Text zur Analyse:
###

Sie bestritt, je während ihrer Haft gefoltert worden zu sein: "Ich trete aus eigenem Willen vor die Kameras, um zu der Welt zu sprechen", sagte die 43-Jährige, die seit 2006 in Haft sitzt. Sie wolle reden, weil viele Menschen ihren Fall "ausgebeutet" und behauptet hätten, sie sei gefoltert worden, "was eine Lüge ist." Ihre kurze Pressekonferenz war von Justizvertretern im Gästehaus einer staatlichen Wohlfahrtsorganisation angesetzt worden.

Das Auswärtige Amt zeigt sich irritiert über die Ankündigung Aschtianis. "Die Art und Weise und der Inhalt der berichteten Äußerungen werfen viele Fragen auf", sagte eine Ministeriumssprecherin. "Unser Ziel bleibt es, dass die beiden deutschen Staatsangehörigen so schnell wie möglich heimkehren können."

###

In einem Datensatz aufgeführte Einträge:
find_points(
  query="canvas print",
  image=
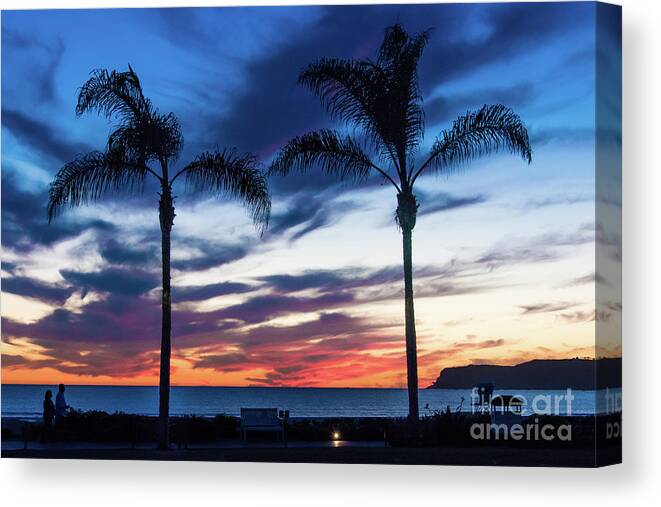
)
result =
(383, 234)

###

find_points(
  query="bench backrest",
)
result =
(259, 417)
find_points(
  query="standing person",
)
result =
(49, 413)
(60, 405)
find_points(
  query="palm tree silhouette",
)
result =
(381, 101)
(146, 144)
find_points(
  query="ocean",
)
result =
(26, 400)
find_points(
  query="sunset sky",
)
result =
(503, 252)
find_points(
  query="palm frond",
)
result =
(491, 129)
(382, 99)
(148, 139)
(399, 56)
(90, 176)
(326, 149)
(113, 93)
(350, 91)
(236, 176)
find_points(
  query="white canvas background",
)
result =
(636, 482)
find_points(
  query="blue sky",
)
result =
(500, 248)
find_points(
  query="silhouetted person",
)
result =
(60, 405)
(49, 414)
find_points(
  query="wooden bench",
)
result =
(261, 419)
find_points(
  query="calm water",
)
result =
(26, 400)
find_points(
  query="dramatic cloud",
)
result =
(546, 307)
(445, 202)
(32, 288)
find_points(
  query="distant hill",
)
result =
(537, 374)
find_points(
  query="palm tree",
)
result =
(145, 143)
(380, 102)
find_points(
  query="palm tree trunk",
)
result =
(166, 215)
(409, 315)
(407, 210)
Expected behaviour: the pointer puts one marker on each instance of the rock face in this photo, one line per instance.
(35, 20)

###

Aufgaben:
[a] Schreiben Sie den Text über Aschtianis Pressekonferenz in genau dem Wortlaut ab, der bei den Worten "Sie bestritt, je" beginnt und nach den Worten "staatlichen Wohlfahrtsorganisation angesetzt worden." endet.
[b] Können Sie den Text über Aschtianis Pressekonferenz im Anschluss an seinen letzten Satz weiterführen?

Antworten:
[a]
Sie bestritt, je während ihrer Haft gefoltert worden zu sein: "Ich trete aus eigenem Willen vor die Kameras, um zu der Welt zu sprechen", sagte die 43-Jährige, die seit 2006 in Haft sitzt. Sie wolle reden, weil viele Menschen ihren Fall "ausgebeutet" und behauptet hätten, sie sei gefoltert worden, "was eine Lüge ist." Ihre kurze Pressekonferenz war von Justizvertretern im Gästehaus einer staatlichen Wohlfahrtsorganisation angesetzt worden.

[b]
Aus Diplomatenkreisen verlautete, es sei "leider nicht ungewöhnlich, dass Menschen im Iran zu Aussagen genötigt werden". Auch Michael Backhaus, stellvertretender Chefredakteur der Bild am Sonntag, sagte in Berlin: "Wir finden es befremdlich, dass eine Frau, die im Iran zum Tode verurteilt worden ist, für einige Stunden das Gefängnis verlassen darf, um vor westlichen Medien anzukündigen, dass sie Journalisten, die über ihren Fall berichten wollten, anzeigen will."

Während der kurzen Konferenz gestand Aschtiani erneut, eine Komplizin beim Mord an ihrem Mann gewesen zu sein, die Tat selbst aber habe ihr Liebhaber, Isa Taheri, verübt. "Taheri kam zu unserem Haus und wurde handgreiflich gegen meinen Mann. Er sagte, ich solle die Injektion geben, die er schon vorbereitet hatte", sagte Aschtiani.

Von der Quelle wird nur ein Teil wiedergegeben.